### DIRECTIVE A
Print everything in the blog post below from "It was the very" down to "Bloom lets off.", word for word.

### SELECTED PASSAGE
════════

Monday, September 10, 2012

Street Cred Can Be Insurmountable Because Progressives Rule!

Ah, if only I could finish writing a song that would be much easier to absorb than text, especially if the tune were so catchy as to....oh well, you get the idea. My brother was a top honors Stanford Graduate. I remember a book he passed to my Dad, then on to me, Allan Bloom's, "The Closing Of The American Mind" in 1988.
It was the very beginning of what we have come to view as "political correctness" and, in effect, the polarity within our culture that has delivered us to this point where the majority of us are incapable of discussing, let alone dissolving our differences. What exists is an annoying self righteousness on "both sides" that would certainly make Jesus blush. The link is to Amazon, because I find the comments so all encompassing. Mr Bloom's assertions were not political but philosophical in nature. Over the years since 1988, there has been a subtle selection process that has modified free debate in American Universities. I was so glad to hear about Bruce Bawer's new book, "The Victim's Revolution" that picks up where Bloom lets off.

════════

### EXCERPTED DATA
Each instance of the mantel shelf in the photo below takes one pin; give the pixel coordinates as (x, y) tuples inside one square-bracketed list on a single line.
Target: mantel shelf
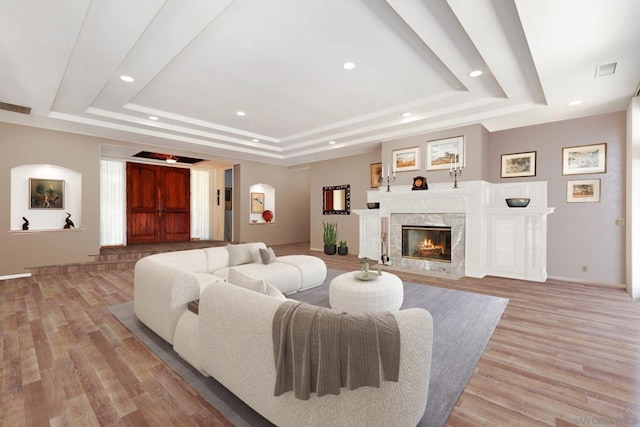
[(44, 230)]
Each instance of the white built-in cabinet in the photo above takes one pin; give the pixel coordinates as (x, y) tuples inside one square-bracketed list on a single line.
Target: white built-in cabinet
[(499, 241)]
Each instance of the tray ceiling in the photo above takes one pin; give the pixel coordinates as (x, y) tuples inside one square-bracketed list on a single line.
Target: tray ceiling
[(196, 64)]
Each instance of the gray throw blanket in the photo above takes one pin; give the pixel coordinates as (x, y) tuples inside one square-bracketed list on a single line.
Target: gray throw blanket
[(320, 350)]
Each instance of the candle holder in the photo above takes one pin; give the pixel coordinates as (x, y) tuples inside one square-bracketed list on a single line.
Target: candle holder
[(455, 173), (389, 179)]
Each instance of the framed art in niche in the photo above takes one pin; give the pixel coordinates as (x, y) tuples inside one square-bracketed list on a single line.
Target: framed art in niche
[(46, 193)]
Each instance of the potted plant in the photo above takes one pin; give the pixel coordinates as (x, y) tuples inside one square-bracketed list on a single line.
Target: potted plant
[(329, 237), (343, 249)]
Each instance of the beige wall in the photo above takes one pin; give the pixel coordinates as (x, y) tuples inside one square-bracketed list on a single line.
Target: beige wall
[(354, 171), (633, 198), (22, 146), (291, 187), (476, 140), (579, 234)]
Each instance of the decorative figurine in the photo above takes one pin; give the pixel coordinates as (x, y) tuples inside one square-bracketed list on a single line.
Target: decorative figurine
[(69, 223)]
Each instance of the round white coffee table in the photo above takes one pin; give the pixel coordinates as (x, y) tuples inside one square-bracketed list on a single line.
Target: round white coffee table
[(383, 293)]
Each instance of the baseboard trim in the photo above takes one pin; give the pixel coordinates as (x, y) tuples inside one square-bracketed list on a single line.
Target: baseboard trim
[(587, 282)]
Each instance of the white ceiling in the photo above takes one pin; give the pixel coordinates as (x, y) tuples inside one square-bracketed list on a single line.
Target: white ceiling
[(197, 62)]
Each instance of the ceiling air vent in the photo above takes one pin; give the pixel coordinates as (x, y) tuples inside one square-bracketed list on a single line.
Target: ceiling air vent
[(15, 108), (606, 69)]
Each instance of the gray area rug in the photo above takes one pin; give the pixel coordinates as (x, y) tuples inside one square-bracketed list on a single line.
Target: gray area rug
[(463, 324)]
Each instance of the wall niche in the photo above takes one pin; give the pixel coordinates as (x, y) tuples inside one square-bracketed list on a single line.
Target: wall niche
[(263, 199), (45, 215)]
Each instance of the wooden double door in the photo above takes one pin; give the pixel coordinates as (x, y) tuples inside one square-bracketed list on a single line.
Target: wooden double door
[(158, 204)]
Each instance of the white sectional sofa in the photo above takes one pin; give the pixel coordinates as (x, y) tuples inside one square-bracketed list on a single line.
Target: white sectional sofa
[(164, 283), (231, 339)]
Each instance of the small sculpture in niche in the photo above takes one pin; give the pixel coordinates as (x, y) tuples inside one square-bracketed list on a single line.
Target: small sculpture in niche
[(69, 223)]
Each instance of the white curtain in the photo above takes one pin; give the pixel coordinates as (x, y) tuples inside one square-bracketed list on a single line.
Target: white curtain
[(200, 202), (113, 190)]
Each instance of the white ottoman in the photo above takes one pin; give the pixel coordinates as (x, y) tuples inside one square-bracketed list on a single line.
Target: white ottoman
[(384, 293)]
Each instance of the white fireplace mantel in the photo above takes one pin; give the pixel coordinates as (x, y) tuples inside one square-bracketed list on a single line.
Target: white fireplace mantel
[(498, 240)]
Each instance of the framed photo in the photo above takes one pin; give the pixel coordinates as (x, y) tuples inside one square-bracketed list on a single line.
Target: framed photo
[(46, 193), (257, 202), (376, 174), (584, 159), (445, 153), (518, 164), (407, 159), (583, 191)]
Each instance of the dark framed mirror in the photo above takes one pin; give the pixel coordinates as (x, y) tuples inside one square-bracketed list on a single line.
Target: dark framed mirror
[(336, 200)]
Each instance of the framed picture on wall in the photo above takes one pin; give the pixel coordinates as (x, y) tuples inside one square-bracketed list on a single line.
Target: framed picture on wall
[(46, 193), (518, 164), (583, 191), (376, 174), (584, 159), (257, 202), (445, 153), (407, 159)]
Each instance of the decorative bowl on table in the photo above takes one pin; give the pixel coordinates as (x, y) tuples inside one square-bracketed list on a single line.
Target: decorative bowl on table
[(518, 202), (365, 275)]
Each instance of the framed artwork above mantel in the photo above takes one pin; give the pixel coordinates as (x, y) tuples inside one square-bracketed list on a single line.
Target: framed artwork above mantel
[(584, 159), (444, 154)]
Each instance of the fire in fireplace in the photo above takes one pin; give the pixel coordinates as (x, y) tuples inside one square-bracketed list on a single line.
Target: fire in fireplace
[(426, 242)]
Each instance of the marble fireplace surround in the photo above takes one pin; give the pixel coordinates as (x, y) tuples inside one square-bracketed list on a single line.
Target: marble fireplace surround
[(488, 238), (456, 221)]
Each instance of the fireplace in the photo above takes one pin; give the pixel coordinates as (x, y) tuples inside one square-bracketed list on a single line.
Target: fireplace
[(426, 242)]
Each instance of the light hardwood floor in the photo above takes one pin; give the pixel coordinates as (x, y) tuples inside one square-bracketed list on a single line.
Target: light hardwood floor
[(563, 354)]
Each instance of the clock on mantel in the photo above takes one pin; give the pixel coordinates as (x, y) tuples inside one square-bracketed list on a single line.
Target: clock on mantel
[(420, 183)]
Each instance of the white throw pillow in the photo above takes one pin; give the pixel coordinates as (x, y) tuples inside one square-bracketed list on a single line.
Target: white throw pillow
[(267, 256), (256, 285), (240, 254)]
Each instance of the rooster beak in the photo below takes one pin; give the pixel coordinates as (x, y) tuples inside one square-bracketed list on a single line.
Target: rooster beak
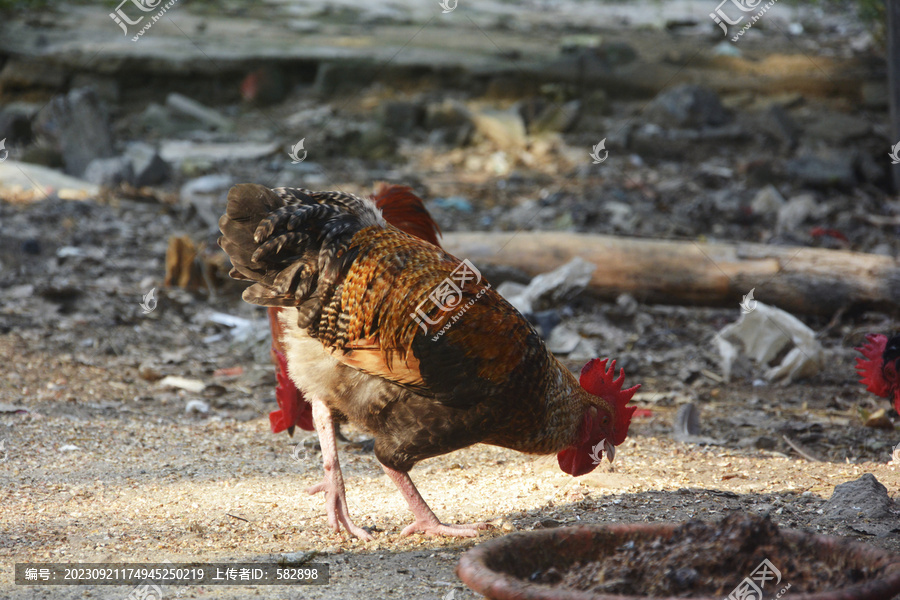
[(610, 450)]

════════

### DIRECTIVE B
Arrange part of the entries above as a Markdown table with the columns "Row" and "Line", including only everything from the line containing "Each instance of the framed photo" down to the line containing "153), (407, 159)]", and leave out any blank lines.

### WRITTEN RESPONSE A
It was the very beginning of what we have come to view as "political correctness" and, in effect, the polarity within our culture that has delivered us to this point where the majority of us are incapable of discussing, let alone dissolving our differences. What exists is an annoying self righteousness on "both sides" that would certainly make Jesus blush. The link is to Amazon, because I find the comments so all encompassing. Mr Bloom's assertions were not political but philosophical in nature. Over the years since 1988, there has been a subtle selection process that has modified free debate in American Universities. I was so glad to hear about Bruce Bawer's new book, "The Victim's Revolution" that picks up where Bloom lets off.

### WRITTEN RESPONSE B
| Row | Line |
|---|---|
| 1 | Each instance of the framed photo in the photo above takes one pin; give the pixel coordinates as (x, y) tuples inside one square-bracketed list on a single line. |
| 2 | Target: framed photo |
| 3 | [(46, 193), (257, 202), (376, 174), (584, 159), (445, 153), (518, 164), (407, 159), (583, 191)] |
| 4 | Each instance of the dark framed mirror in the photo above takes one pin; give the pixel coordinates as (x, y) tuples inside one square-bracketed list on a single line. |
| 5 | Target: dark framed mirror |
| 6 | [(336, 200)] |
| 7 | Each instance of the framed picture on wall in the photo above takes one pin; give the pixel coordinates as (x, y) tuples inside one square-bracketed list on a single line. |
| 8 | Target: framed picture on wall |
| 9 | [(46, 193), (518, 164), (583, 191), (376, 174), (584, 159), (257, 202), (445, 153), (407, 159)] |